Estratto del documento
────────
A) In greco: “Kaì pasa nesos éfiughen kaì òre ouch eùrètesan” (“E ogni isola fuggì e i monti non furono ritrovati”). La mano di Dio colpisce anche ciò che sembra più solido: le montagne e le isole. Il cataclisma è immenso e ha effetti devastanti. Si ha così lo sconvolgimento finale delle cose. Dio ha usato, come si dice, “la mano pesante”. Si può fare un parallelo col “violento terremoto” descritto in Ap 6, 12, all’interno del 6° Sigillo dove è detto che “tutti i monti e le isole furono smossi dal loro posto” (Ap 6,14); adesso invece scompaiono addiritura. Ogni rilievo oro-topografico è annullato: è come se il globo tornasse allo stato amorfo che precedeva l’opera creativa di Dio (cfr. Gn 1,2). Isole e montagne sono rimosse. È l’universo che scompare, PER LASCIARE POSTO ALLA “NUOVA CREAZIONE”. Tutto questo prepara la fine e la consumazione di un mondo, non del......mondo.

[21] E GRANDINE ENORME DEL PESO DI MEZZO QUINTALE SCROSCIÒ DAL CIELO SOPRA GLI UOMINI, E GLI UOMINI BESTEMMIARONO DIO A CAUSA DEL FLAGELLO DELLA GRANDINE, POICHÈ ERA DAVVERO UN GRANDE FLAGELLO.
────────
Requisiti del problema
Nell'estratto del documento, quanto pesava la grandine caduta dal cielo sugli uomini?

Dati di partenza
────────
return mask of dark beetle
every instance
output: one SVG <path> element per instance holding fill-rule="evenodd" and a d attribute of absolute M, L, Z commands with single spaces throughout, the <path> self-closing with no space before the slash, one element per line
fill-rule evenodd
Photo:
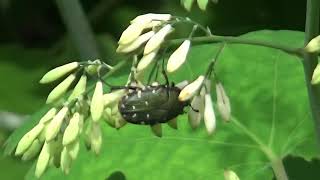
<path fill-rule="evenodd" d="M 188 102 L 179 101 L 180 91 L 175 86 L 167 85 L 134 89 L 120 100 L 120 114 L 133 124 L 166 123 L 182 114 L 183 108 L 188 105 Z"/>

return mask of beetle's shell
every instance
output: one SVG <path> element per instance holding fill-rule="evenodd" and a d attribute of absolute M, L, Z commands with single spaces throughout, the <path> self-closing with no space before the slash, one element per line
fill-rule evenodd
────────
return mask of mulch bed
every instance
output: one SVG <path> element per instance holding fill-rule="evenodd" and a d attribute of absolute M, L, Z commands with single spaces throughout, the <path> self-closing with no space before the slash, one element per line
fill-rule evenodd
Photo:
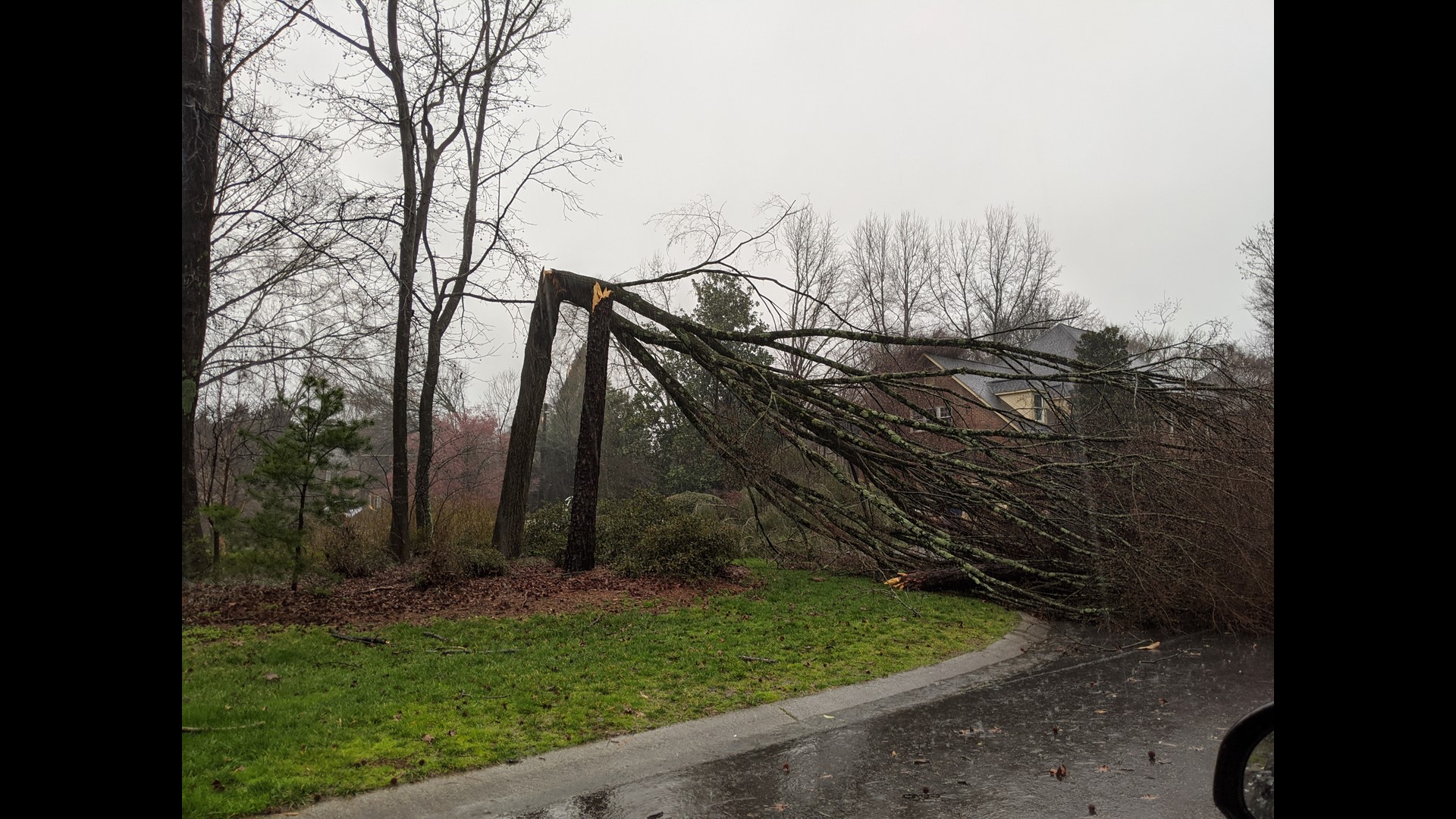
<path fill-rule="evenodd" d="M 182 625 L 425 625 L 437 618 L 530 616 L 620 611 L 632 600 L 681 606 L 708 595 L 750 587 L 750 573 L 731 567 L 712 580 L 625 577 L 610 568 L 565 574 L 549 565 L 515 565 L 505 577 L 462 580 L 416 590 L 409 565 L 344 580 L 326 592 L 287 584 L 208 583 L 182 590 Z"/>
────────
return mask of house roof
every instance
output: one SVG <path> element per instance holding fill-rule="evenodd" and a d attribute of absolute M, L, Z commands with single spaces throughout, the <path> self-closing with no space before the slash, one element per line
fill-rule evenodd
────────
Risposta al compito
Mezzo quintale.